Given task: Reproduce verbatim the lines of the data below, beginning at the line that contains "on jacket in the image above." and ending after the line that contains "14;0;484;236", with both of those lines included and no others.

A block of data

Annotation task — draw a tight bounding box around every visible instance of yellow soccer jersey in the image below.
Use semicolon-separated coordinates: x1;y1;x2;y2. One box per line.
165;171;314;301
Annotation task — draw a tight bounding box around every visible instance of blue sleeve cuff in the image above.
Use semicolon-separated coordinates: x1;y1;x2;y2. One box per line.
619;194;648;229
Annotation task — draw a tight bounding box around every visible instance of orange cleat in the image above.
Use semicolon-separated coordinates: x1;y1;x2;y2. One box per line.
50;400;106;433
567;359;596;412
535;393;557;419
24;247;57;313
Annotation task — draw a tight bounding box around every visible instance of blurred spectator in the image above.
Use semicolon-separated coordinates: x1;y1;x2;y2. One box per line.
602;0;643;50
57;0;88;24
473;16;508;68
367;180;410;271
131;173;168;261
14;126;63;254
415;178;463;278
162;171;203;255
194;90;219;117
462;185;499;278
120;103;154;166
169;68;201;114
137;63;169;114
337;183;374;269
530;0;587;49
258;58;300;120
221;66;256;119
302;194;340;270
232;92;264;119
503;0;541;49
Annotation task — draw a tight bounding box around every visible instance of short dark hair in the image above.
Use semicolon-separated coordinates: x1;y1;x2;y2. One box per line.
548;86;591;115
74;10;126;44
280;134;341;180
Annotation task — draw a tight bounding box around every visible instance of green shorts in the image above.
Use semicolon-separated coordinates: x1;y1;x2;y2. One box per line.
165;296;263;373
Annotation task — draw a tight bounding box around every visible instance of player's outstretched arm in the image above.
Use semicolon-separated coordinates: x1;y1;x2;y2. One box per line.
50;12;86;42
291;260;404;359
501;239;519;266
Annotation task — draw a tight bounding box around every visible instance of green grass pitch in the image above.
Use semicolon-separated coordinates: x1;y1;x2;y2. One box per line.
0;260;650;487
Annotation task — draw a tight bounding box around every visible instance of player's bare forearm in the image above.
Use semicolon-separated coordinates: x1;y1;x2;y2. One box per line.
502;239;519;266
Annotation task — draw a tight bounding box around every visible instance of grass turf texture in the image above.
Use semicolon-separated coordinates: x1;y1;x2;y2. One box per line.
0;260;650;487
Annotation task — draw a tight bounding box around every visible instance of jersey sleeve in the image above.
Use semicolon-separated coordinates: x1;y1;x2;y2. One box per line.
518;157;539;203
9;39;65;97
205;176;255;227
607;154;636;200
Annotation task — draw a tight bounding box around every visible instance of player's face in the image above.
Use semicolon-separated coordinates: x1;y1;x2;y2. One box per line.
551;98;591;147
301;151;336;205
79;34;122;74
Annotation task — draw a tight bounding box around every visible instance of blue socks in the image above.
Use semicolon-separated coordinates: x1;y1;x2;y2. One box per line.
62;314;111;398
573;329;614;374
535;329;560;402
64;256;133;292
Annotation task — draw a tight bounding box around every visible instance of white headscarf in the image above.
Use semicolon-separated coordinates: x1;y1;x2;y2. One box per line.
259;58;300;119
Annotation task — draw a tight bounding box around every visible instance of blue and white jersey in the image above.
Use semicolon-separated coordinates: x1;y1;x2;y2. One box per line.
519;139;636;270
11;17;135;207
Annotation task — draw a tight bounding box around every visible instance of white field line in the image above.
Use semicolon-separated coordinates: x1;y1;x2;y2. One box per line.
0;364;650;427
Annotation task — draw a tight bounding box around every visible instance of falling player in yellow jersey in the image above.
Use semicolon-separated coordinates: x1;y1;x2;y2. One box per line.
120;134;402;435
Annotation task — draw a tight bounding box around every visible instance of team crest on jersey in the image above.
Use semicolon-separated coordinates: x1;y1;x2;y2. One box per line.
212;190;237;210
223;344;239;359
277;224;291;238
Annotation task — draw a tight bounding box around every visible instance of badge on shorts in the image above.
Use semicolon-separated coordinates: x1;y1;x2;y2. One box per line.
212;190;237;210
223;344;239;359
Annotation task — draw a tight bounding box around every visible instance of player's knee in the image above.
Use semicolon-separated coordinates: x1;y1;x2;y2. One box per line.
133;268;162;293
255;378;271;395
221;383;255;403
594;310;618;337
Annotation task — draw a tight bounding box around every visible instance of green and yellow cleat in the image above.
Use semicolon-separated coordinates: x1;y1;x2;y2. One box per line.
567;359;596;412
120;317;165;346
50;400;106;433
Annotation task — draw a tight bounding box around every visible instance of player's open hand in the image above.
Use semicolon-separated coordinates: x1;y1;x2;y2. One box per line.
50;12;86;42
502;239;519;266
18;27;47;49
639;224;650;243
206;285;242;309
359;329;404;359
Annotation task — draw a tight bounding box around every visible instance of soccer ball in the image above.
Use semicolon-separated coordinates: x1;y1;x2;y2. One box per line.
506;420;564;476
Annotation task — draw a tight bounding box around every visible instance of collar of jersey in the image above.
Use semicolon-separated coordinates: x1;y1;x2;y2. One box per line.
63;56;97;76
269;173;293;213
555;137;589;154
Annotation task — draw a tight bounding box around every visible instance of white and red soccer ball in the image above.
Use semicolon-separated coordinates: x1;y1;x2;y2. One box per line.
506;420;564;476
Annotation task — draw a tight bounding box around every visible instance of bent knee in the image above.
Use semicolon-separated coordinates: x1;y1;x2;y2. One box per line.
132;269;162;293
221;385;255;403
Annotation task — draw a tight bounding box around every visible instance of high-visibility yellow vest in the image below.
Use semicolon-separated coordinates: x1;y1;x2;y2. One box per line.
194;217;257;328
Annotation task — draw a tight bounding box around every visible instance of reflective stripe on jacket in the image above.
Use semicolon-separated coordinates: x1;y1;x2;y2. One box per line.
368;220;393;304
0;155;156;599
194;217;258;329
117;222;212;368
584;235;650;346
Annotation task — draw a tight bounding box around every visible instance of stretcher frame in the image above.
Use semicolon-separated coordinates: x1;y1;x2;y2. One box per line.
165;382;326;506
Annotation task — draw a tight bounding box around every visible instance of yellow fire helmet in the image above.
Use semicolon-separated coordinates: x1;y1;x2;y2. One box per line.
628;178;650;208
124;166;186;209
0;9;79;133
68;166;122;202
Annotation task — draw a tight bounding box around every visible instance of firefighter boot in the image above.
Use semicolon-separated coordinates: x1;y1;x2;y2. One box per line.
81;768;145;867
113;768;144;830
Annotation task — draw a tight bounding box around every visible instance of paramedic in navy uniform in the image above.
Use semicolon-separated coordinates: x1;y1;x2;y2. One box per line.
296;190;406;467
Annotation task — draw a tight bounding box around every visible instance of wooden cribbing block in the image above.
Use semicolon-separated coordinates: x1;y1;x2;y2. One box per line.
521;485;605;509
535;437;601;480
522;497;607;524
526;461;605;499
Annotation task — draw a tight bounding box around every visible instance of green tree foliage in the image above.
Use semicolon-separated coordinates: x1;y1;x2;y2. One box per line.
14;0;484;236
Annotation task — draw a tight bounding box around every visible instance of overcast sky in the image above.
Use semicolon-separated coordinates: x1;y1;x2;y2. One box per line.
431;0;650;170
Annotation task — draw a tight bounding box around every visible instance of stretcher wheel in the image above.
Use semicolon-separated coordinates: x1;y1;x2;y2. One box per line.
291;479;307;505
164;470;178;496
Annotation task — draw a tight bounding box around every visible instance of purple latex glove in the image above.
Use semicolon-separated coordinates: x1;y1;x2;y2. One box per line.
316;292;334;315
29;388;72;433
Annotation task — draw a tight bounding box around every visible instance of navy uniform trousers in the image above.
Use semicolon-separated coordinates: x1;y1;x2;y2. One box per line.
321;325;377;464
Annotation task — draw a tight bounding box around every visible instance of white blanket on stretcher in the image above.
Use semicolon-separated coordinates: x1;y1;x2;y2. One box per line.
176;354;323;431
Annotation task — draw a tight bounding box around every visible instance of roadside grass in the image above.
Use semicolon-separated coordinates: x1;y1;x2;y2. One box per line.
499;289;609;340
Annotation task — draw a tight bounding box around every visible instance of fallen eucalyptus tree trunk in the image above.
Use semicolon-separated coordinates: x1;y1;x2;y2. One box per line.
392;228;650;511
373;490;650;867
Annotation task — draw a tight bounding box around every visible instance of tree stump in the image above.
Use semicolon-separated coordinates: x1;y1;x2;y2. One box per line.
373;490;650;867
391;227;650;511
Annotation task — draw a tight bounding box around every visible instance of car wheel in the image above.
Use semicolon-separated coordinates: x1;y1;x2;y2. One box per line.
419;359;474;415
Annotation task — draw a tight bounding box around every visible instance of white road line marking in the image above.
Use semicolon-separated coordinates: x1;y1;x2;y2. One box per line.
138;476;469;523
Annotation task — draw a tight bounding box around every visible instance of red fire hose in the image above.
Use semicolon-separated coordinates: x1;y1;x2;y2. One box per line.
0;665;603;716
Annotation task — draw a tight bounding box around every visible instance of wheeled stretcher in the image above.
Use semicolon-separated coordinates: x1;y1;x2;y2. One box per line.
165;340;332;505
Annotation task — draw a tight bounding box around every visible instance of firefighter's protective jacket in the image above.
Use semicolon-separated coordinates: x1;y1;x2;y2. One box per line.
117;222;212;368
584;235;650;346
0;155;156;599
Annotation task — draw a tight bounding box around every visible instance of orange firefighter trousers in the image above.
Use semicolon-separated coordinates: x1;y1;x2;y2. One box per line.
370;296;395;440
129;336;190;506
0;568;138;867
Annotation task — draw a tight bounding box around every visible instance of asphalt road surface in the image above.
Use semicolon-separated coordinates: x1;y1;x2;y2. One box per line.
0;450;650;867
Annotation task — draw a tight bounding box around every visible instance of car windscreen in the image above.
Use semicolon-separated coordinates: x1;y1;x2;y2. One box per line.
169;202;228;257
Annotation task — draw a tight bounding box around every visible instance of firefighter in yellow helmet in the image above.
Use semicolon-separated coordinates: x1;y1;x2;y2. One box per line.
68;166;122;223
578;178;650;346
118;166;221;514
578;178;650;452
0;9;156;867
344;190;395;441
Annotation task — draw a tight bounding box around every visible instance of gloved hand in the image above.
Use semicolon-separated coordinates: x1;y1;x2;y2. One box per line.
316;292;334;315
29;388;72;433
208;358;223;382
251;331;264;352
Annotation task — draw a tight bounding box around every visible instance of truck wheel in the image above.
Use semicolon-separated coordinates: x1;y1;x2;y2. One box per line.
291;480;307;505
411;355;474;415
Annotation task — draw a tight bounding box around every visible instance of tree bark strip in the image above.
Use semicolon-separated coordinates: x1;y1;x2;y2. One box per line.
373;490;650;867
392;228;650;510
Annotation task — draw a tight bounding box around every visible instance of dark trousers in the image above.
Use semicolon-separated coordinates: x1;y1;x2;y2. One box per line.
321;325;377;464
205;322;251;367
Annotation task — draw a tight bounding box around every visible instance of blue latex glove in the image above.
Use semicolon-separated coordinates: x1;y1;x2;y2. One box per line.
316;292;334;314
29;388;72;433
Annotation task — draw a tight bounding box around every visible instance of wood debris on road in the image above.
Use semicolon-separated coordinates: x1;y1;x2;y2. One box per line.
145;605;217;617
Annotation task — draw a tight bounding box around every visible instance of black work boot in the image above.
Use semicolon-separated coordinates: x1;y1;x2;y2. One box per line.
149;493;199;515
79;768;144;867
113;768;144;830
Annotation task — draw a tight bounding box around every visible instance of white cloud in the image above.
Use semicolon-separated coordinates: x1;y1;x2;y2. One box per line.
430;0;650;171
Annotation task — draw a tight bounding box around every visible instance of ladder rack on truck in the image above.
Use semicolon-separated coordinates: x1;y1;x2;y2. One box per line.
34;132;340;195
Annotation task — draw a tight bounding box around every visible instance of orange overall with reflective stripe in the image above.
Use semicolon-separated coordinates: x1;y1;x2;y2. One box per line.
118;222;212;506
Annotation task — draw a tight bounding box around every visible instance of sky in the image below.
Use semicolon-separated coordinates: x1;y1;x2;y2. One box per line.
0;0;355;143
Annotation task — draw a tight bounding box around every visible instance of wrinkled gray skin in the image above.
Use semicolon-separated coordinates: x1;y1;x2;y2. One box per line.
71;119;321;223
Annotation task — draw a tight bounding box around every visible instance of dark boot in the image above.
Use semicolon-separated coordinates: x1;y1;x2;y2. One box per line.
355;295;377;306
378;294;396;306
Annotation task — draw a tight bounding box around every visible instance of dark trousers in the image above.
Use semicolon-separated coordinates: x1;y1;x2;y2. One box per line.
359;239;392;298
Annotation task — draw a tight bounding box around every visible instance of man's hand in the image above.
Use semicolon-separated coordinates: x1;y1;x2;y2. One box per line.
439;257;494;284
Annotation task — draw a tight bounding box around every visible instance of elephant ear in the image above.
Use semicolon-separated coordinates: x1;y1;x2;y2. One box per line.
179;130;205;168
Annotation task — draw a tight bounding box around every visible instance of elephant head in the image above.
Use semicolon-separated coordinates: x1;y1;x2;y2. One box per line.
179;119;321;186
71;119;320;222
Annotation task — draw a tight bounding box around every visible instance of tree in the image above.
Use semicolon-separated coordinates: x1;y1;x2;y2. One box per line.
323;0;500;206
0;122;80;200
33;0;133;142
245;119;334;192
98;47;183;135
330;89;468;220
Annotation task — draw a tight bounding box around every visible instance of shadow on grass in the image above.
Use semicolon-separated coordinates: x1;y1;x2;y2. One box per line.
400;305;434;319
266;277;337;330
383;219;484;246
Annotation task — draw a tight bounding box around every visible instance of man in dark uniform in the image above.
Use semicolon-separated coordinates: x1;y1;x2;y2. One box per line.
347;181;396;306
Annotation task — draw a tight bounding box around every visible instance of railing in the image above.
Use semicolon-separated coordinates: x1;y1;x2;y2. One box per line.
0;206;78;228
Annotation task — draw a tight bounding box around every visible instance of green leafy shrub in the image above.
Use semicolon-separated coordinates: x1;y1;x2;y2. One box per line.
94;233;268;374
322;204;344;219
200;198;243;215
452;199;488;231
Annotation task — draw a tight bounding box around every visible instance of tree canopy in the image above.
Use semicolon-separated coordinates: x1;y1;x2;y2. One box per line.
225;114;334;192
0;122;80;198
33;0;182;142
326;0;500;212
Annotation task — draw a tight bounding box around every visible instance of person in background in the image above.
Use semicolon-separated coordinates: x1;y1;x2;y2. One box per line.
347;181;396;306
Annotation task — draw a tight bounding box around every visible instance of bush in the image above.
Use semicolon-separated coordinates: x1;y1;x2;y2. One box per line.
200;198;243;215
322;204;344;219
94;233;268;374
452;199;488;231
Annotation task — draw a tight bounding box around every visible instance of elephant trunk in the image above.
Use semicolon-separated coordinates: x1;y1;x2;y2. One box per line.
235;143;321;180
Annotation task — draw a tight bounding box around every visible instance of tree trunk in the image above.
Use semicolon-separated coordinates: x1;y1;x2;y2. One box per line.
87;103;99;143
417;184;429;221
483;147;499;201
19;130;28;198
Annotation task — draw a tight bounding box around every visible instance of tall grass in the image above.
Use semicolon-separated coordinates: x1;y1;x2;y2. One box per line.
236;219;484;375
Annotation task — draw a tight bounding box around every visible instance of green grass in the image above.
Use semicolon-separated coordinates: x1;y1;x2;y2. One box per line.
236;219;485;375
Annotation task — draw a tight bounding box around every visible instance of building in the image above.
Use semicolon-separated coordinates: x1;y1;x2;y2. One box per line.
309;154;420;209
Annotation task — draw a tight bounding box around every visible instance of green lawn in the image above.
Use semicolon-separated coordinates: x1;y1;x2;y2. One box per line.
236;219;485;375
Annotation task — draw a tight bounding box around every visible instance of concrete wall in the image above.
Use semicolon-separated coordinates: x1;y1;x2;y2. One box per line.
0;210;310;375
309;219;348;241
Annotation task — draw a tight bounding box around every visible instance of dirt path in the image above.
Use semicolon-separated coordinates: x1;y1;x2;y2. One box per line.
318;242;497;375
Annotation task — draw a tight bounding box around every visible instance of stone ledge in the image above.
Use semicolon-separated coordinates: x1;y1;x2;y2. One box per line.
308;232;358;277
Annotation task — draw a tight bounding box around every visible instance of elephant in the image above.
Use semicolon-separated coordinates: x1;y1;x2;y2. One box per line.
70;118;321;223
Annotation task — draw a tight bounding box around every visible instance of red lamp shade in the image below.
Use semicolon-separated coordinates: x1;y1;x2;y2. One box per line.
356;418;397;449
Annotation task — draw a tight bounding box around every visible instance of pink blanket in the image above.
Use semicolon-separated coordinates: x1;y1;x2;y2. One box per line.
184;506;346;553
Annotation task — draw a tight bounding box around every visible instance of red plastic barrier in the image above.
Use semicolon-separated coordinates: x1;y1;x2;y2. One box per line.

Final result:
Annotation task — draw a tight bounding box around every visible instance of reflective stripe on jacket in the image above.
Use semicolon-separated coordinates: x1;y1;x2;y2. One box per line.
368;220;393;304
0;155;156;599
194;217;258;329
117;222;212;368
584;235;650;346
Annotation task — draw a tight bounding box around every visible instance of stretcher frame in the image above.
Use semicolon-separated coordinates: x1;y1;x2;y2. One box per line.
165;382;326;506
Annotation task — draw a tight bounding box around every visible instance of yellow fire helmet in the image above.
Use semicolon-separated coordinates: x1;y1;x2;y2. One box per line.
628;178;650;208
124;166;186;209
0;9;79;133
68;166;122;202
Annotation task — draw a tight bounding box around every visible instance of firefighter boot in the image above.
Use semicolon-separated coordinates: x1;y1;x2;y2. One box per line.
81;768;145;867
113;768;144;830
Annotation task — draw a tight bounding box around every visible instance of paramedic in navy uniform in the image above.
Use semicolon-separated coordinates: x1;y1;x2;y2. One box per line.
296;190;406;467
Annotation task — draw a tight bounding box around every visible instance of wooden cribbing block in the image above.
Use semicolon-separated coordinates: x1;y1;x2;y2. One box per line.
521;485;605;509
535;437;601;480
522;497;607;524
526;461;605;499
Annotation task — draw a tight bounding box around every visible instance of green tree foliage in the image above.
Use semicolon-separated coordinates: x1;y1;x2;y2. One box per line.
14;0;484;236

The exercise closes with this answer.